# Aim
Every line from the line containing "Annotation task — annotate the snow covered" through the final line of the data is to be printed exactly; no other line is to appear.

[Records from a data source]
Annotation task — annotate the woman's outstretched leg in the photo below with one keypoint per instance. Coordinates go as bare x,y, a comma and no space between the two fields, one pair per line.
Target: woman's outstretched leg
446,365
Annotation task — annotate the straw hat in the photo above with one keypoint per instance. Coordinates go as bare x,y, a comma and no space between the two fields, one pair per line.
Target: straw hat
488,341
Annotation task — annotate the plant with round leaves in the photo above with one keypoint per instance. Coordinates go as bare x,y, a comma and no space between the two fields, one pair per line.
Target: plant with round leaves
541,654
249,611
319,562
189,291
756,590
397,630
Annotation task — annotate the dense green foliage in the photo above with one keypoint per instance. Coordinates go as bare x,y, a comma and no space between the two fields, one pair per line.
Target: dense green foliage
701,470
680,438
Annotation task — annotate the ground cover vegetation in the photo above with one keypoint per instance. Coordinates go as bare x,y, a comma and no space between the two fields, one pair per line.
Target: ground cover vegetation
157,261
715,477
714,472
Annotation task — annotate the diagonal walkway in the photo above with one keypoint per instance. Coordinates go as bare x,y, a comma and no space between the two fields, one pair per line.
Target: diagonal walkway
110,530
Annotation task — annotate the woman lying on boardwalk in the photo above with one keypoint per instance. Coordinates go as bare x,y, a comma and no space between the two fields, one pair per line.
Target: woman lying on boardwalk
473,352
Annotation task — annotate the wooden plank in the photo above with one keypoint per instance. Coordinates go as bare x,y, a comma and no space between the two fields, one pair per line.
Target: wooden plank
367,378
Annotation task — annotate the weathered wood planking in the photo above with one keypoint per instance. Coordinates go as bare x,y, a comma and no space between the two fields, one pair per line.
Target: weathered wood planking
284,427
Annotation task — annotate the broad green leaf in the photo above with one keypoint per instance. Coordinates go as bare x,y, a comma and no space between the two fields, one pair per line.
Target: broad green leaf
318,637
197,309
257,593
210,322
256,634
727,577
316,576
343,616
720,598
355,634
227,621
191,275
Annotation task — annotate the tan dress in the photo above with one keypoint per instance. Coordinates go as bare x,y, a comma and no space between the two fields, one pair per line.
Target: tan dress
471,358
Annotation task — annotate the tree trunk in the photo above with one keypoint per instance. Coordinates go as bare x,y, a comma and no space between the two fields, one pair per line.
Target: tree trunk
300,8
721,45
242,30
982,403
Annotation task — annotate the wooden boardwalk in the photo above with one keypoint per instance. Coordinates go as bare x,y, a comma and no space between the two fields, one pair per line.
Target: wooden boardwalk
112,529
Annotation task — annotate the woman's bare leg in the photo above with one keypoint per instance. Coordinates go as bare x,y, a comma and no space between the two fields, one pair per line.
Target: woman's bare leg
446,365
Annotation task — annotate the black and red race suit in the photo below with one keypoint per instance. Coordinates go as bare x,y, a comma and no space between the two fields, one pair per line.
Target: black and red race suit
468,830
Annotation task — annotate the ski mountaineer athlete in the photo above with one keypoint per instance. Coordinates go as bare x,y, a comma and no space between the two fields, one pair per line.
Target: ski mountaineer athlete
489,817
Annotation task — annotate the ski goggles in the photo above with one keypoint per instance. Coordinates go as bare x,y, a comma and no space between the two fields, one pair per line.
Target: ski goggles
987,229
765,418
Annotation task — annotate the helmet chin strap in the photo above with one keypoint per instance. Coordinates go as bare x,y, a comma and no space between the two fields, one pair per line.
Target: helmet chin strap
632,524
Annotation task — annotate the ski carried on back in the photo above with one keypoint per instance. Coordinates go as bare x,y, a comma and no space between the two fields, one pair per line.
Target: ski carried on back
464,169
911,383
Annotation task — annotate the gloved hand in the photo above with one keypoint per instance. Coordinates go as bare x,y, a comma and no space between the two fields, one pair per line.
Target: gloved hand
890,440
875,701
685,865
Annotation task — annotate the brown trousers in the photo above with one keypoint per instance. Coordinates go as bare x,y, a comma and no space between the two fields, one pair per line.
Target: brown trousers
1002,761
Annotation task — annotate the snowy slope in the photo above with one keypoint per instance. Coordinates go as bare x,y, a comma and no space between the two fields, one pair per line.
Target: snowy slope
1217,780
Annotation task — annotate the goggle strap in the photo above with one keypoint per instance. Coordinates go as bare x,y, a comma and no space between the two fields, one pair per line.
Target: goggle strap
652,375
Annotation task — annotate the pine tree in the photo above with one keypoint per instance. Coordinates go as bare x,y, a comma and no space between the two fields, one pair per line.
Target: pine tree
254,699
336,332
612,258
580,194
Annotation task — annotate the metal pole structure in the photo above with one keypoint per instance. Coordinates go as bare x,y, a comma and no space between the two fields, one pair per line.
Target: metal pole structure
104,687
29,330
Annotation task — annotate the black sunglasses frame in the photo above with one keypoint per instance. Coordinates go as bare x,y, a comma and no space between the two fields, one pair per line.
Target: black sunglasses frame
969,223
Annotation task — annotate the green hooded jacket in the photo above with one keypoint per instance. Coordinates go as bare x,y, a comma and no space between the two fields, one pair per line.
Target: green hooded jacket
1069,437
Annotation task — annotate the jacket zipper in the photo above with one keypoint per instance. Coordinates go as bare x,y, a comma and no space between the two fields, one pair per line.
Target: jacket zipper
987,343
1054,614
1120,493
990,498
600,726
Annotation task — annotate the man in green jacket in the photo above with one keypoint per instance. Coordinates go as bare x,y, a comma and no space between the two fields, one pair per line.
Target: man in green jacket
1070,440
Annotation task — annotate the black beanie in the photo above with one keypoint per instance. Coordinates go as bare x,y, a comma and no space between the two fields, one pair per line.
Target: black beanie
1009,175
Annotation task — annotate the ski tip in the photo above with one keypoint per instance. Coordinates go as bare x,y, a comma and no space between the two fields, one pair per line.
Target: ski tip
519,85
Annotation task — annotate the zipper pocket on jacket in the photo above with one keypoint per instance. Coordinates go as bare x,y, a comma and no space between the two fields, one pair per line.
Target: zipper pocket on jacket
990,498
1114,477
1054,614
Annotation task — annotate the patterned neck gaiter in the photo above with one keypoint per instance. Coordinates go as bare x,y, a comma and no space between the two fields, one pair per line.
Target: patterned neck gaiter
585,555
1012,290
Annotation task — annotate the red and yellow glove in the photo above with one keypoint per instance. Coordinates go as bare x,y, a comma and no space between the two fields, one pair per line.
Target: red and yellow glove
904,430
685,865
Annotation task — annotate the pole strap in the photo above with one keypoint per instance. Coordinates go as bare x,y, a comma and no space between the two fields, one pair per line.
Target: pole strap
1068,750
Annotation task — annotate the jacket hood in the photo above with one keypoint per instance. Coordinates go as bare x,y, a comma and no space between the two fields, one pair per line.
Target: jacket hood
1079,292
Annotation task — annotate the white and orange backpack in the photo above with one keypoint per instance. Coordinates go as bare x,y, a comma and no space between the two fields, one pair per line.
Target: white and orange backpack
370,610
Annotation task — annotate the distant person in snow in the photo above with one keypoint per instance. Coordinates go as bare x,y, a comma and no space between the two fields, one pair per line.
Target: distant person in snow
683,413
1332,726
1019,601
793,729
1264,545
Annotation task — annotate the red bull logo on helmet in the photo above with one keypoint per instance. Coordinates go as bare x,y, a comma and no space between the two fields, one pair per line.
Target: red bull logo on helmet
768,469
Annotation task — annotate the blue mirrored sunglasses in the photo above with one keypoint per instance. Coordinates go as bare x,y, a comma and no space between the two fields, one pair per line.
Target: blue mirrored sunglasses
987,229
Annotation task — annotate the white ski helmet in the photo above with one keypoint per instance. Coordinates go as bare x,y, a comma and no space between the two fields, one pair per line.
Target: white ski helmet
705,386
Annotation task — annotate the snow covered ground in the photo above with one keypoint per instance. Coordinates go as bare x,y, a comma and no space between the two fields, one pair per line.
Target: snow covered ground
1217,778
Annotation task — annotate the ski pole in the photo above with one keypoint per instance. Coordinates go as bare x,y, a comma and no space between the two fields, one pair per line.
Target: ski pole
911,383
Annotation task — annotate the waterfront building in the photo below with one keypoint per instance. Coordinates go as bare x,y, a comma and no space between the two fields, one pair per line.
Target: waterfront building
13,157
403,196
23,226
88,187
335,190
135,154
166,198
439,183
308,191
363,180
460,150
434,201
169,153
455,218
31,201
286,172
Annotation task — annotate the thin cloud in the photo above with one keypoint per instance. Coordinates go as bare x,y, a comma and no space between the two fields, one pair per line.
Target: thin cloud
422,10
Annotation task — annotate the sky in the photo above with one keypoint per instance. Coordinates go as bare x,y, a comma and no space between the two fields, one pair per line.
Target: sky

# Result of the task
Annotation task — annotate the snow covered ground in the photo above with one keypoint per instance. Coordinates go as bare x,y, a comma and no space between the two fields, one pair per line.
Target: snow covered ground
1217,778
Annotation task — annotate the ski pole in the photo above with one keypoint per instance. Coordinates go as bare x,y, a comma and no space between the two fields, one pair per line.
Target: ski pole
911,383
Annotation task — annotate the waterfront building in the photo below with one keypoint per instance. Coordinates go as bare x,y, a comma and no space between the two fields, one pair per line.
Target: waterfront building
13,157
403,196
23,226
88,187
335,190
135,154
166,198
439,183
308,191
363,180
460,150
434,201
169,153
455,218
31,201
286,172
Annotation task — annotate the thin cloud in the photo above with one keypoint per instance. Coordinates go as bare x,y, a comma and no space between the two fields, one pair per line.
Target: thin cloud
422,10
Annotation task — annotate the sky in the photo above with one keypoint per instance. Coordinates go as bare x,y, a comma and no space between the two fields, one pair per line.
Target: sky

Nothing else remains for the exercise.